Directions
• A. According to the dementia-care passage, how much more likely are Canadians living with dementia to suffer in-hospital harm?
• B. Print the dementia-care passage between "Patients and hospitals" and "can’t go home.", inclusive.

Do you ever wonder what it’s like to have dementia? You would not be able to remember things quickly or accurately. You probably would not be able to tell a story well or always understand what is going on around you. You might have problems with words, saying “toothbrush” when you mean “pen.” Needles might look like knives, shiny floors like pools of water. You might not be able to understand the consequences of your decisions.
Now imagine what it would be like to go to an emergency department or stay in a hospital.
We work as an emergency doctor and as a geriatrician. We know that many people living with dementia come into our emergency departments and hospitals every day. And yet we think that our systems often fail to even see them or recognize their reality. We know that we have no systems in place to identify people living with dementia, measure how many there are or how their dementia impacts our care. Because of our inability to recognize, measure and manage dementia within hospitals, the care of people with dementia is not as good as it could be. And hospitals are not implementing programs to improve.
Hospitals, like every part of our society, have been slow to acknowledge that more and more Canadians live with dementia. And slower to make changes to improve both their care and hospitals’ efficient functioning. Canadians living with dementia are 50 per cent more likely to suffer in-hospital harm such as new confusion, physical deconditioning with loss of ability to walk, disability, a doubled length of hospital stay and avoidable investigations.
Patients and hospitals pay a high price for this lack of attention. It leads to increased hospital crowding – sometimes referred to as “hallway medicine” or “bed block.” Patients with dementia, recognized or not, now account for almost half of all alternate level of care days – patients who have no active medical problem requiring a hospital but can’t go home.
Some hospitals have implemented small-scale innovations – an emergency department screening program here; a volunteer program there. But few have identified that a large part of their core users and the main driver of their alternate-care issues are people living with dementia. And that those people and the hospital and the health-care system will benefit from a committed, tailored approach to their care.
Few, if any, Canadian hospitals have a system-level commitment to dementia strategies that proactively plan for the escalating numbers of Canadians living with dementia who will be admitted to our hospitals. We turn a blind eye to the “elephant in the room” of those escalating numbers despite being crushed by it. This willful ignorance results in hospital overcrowding and prolonged stays and impacts users of all ages.
Why the ignorance?
Improving our system and the care of people with dementia starts with doing something banal – counting them. Every management wonk knows that “you can’t manage what you don’t measure.” Yet most Canadian hospitals cannot accurately identify how many people in their emergency departments or hospitals have dementia. It remains a “pre-existing condition” that we just don’t see. It’s not the reason you’re in the hospital, just something you have in the background.
Unidentified or unmeasured, its impact on the way that hospitals are assessed, like length-of-stay or even mortality, is nearly invisible to hospital administration and boards. Dementia becomes lost in a sea of other priorities and marginalized. It is then a challenge to secure institutional support to implement even small-scale interventions to improve care. “Out of sight is out of mind” when it comes to prioritizing dementia care. We can change this, but only with commitment to making dementia measurement a priority and to better data systems.

Stored data
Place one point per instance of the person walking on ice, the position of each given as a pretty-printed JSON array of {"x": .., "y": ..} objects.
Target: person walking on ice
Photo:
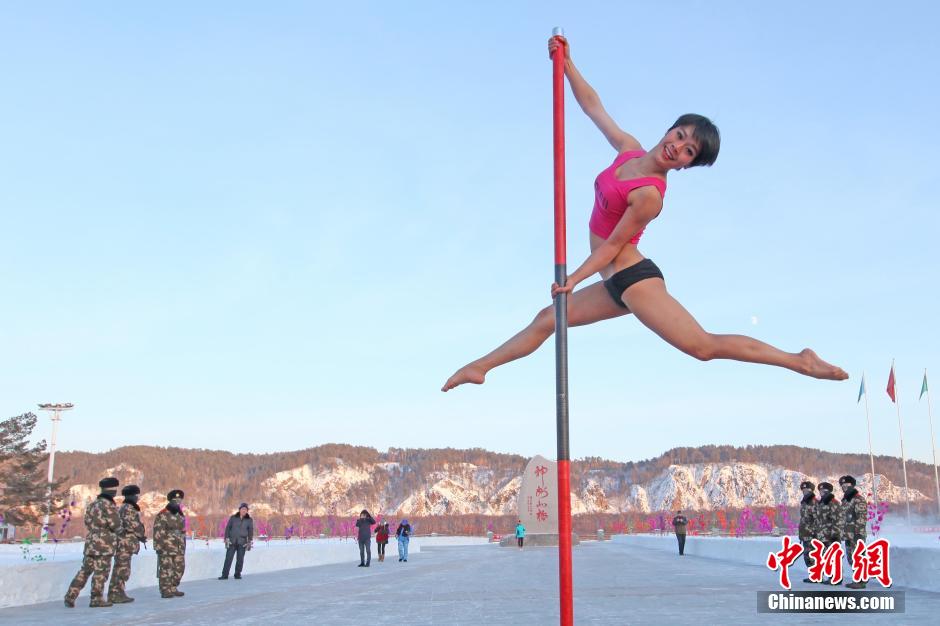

Task results
• A. 50 percent more likely

• B.
Patients and hospitals pay a high price for this lack of attention. It leads to increased hospital crowding – sometimes referred to as “hallway medicine” or “bed block.” Patients with dementia, recognized or not, now account for almost half of all alternate level of care days – patients who have no active medical problem requiring a hospital but can’t go home.